▶ [Compiti assegnati]:
• 1. Per ciascuna delle affermazioni seguenti indichi se concorda con la sentenza, rispondendo sì o no e citando alla lettera le parole del testo che lo stabiliscono: (a) la Corte d'appello di Torino ha confermato la pena di un anno di reclusione; (b) alla società è stato attribuito un valore pari a 50.000 euro; (c) la Corte territoriale ha ravvisato i presupposti della colpa grave.
• 2. Elenchi tutti gli articoli del codice penale richiamati nella sentenza.
• 3. Trascriva senza alcuna modifica il passo della sentenza che va da "Ritenuto in fatto" fino a "20 luglio 2005.".
==== Testo del documento ====
CASSAZIONE

SUPREMA CORTE DI CASSAZIONE

SEZIONE VI

SENTENZA 15 maggio 2015, n. 20314

Ritenuto in fatto

Con sentenza del 6 dicembre 2012, in parziale riforma della sentenza del Tribunale di Torino dei 4 aprile 2011 appellata dal pubblico ministero e dall’imputato, la Corte d’appello di Torino ha riconosciuto a M.G. il beneficio della non menzione, confermando nel resto la condanna del medesimo alla pena di un anno di reclusione, con sospensione condizionale della pena, per il reato ex art. 373 cod. pen. di cui al capo 3) (riqualificata in detti termini, già dal primo giudice, l’originaria contestazione ex artt. 110, 117 e 479 cod. pen.), fatto commesso il 13 aprile ed il 20 luglio 2005.

A sostegno di tali conclusioni, la Corte territoriale ha evidenziato:

– che la riqualificazione del fatto operata dal primo giudice ai sensi dell’art. 373 cod. pen. (commesso con asseverazione della perizia in data 10 giugno 2005) è corretta in virtù dell’espresso richiamo a detta norma contenuto negli artt. 2465 e 2343, comma 2, cod. civ.;

– che la fattispecie di cui all’art. 373 cod. pen. è da ritenere speciale rispetto a quella prevista dall’art. 479 cod. pen.;

– che M.G. – quale revisore perito estimatore e soggetto estraneo sia ai trasferimento a P.G. delle quote della Ediltava S.a.s., sia all’atto con cui detta società veniva trasformata in S.r.l. – ha formato un atto ideologicamente falso sotto un duplice profilo, in quanto compiuto da un soggetto diverso dall’imputato previa istruttoria svolta da altri nonché ideologicamente falso nel contenuto, dal momento che il valore attribuito alla società (pari a 30.000 euro) costituiva il frutto, non di un’attività ricognitiva e valutativa compiuta dal perito, bensì di una deliberazione assunta a tavolino da altri (segnatamente da P.G:, D.I.e C.F.), sulla base di un valore predeterminato e coincidente con il prezzo di cessione delle quote della società, già indicato nella relazione redatta da P. nel 2004, relativa alla stima della società ‘Sirco di R.L.C.’, e come ammesso da P. stesso;

– che tale ricostruzione dei fatti è stata, nella sostanza, confermata dallo stesso M.G. nelle dichiarazioni spontanee al pubblico ministero in data 26 ottobre 2009 – allorché ha affermato di essersi limitato a leggere superficialmente la perizia di stima, che riteneva essere destinata a risolvere problematiche di natura fiscale dei suoi clienti, ed a sottoscriverla, fidandosi della serietà professionale nel P. -, versione ribadita nell’interrogatorio del 13 aprile 2010 e poi parzialmente modificata nell’interrogatorio nel corso dei giudizio abbreviato, nel tentativo – stimato dalla Corte territoriale vano – di ridimensionare le prime dichiarazioni ammissive;

– che non ricorrono i presupposti per riqualificare il reato ai sensi dell’art. 64, comma 2, cod. proc. civ., atteso che nella specie non sono ravvisabili i presupposti della colpa grave, avendo M. affermato, contrariamente al vero, di avere svolto attività ricognitive e valutative mai compiute e di aver redatto un elaborato in realtà proveniente dal P., con una condotta evidentemente sostenuta da dolo diretto.
==== Materiale raccolto ====
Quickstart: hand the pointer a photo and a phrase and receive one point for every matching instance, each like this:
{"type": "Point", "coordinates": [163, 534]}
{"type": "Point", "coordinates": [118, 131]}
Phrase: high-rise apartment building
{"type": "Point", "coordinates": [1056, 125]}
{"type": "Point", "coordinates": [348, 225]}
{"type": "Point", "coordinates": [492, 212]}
====
▶ [Risposte finali]:
• 1.
(a) Sì: «confermando nel resto la condanna del medesimo alla pena di un anno di reclusione».
(b) No: «il valore attribuito alla società (pari a 30.000 euro)».
(c) No: «nella specie non sono ravvisabili i presupposti della colpa grave».

• 2. art. 373, art. 110, art. 117, art. 479

• 3.
Ritenuto in fatto

Con sentenza del 6 dicembre 2012, in parziale riforma della sentenza del Tribunale di Torino dei 4 aprile 2011 appellata dal pubblico ministero e dall’imputato, la Corte d’appello di Torino ha riconosciuto a M.G. il beneficio della non menzione, confermando nel resto la condanna del medesimo alla pena di un anno di reclusione, con sospensione condizionale della pena, per il reato ex art. 373 cod. pen. di cui al capo 3) (riqualificata in detti termini, già dal primo giudice, l’originaria contestazione ex artt. 110, 117 e 479 cod. pen.), fatto commesso il 13 aprile ed il 20 luglio 2005.